What follows is a set of records; repeat all of them exactly.

## [SOURCE RECORDS]
====================
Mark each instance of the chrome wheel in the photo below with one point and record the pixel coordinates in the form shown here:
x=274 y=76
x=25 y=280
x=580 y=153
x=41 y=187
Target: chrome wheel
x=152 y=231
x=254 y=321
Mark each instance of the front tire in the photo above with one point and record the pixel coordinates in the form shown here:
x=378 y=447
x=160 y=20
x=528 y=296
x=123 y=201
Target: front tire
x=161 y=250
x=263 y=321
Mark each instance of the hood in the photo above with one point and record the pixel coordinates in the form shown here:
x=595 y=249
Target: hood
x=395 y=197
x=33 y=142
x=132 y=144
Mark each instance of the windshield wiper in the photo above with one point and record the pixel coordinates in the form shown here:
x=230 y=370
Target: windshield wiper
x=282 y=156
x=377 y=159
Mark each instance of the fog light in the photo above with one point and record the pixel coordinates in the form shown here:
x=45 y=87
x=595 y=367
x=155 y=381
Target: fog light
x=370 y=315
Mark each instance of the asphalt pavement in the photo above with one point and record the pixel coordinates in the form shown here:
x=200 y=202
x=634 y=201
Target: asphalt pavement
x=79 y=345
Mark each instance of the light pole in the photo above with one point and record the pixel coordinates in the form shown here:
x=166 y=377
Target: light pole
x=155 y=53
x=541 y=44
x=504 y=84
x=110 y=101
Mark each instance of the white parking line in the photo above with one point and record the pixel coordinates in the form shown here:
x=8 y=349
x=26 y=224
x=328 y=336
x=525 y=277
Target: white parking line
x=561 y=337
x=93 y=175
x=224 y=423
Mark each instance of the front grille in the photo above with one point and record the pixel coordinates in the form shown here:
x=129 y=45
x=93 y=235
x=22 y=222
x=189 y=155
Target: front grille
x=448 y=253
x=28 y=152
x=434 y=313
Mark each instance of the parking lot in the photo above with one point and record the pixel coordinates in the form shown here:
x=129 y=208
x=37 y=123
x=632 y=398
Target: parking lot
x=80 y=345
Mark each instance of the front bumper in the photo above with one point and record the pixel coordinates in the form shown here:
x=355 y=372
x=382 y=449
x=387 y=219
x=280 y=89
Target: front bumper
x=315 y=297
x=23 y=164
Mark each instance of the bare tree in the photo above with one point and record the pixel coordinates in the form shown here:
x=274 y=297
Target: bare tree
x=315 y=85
====================
## [EXERCISE RESPONSE]
Mark each instance of the chrome wheel in the photo below with one point and record the pixel coordinates in the form shown here:
x=274 y=76
x=25 y=280
x=580 y=153
x=41 y=187
Target: chrome wheel
x=152 y=231
x=254 y=321
Mark each instance of the front tire in the photo above with one point and record the pixel coordinates in the form shown here:
x=378 y=447
x=160 y=20
x=528 y=296
x=123 y=201
Target: front tire
x=161 y=250
x=263 y=321
Mark each instance of the hood in the photo above with one point and record the pixel coordinates in the form shown here:
x=595 y=249
Target: hood
x=395 y=197
x=33 y=142
x=132 y=144
Mark each instance of the windshield wiper in the photo above with one point and record the pixel coordinates in the form shown here:
x=230 y=370
Target: windshield wiper
x=282 y=156
x=377 y=159
Mark each instance of the fog light in the photo above with one point and record the pixel coordinates in the form shown here:
x=45 y=87
x=595 y=367
x=155 y=381
Target: fog light
x=370 y=315
Mark each instance of the asphalt pavement in the photo above with one point and record the pixel coordinates in the form shown here:
x=200 y=202
x=634 y=201
Target: asphalt pavement
x=79 y=345
Mark each instance of the light pole in the photo above with one point and record the pixel coordinates in the form shown here:
x=166 y=377
Target: light pole
x=155 y=53
x=541 y=44
x=504 y=84
x=110 y=101
Mark each instance of the white parking line in the photo above with one point and record the pixel coordinates in the form shown here:
x=8 y=349
x=26 y=224
x=328 y=336
x=525 y=277
Target: white parking line
x=561 y=337
x=93 y=175
x=224 y=423
Mark each instance of the front grille in the photo above with one point and record the pixel coordinates in the form shown here:
x=129 y=45
x=93 y=235
x=22 y=222
x=189 y=155
Target: front grille
x=448 y=253
x=28 y=152
x=434 y=313
Mark each instance of the parking lot in the photo above with one point and record the pixel coordinates in the form shown here:
x=129 y=208
x=37 y=123
x=632 y=398
Target: parking lot
x=80 y=345
Mark each instance of the front bumper in the photo above with one point and record the pixel coordinates in the form shown here:
x=355 y=372
x=382 y=449
x=387 y=219
x=280 y=89
Target: front bumper
x=315 y=297
x=23 y=164
Mark each instance of the bare tree in the photo above with one point and record the pixel coordinates in the form shown here:
x=274 y=297
Target: bare tree
x=315 y=85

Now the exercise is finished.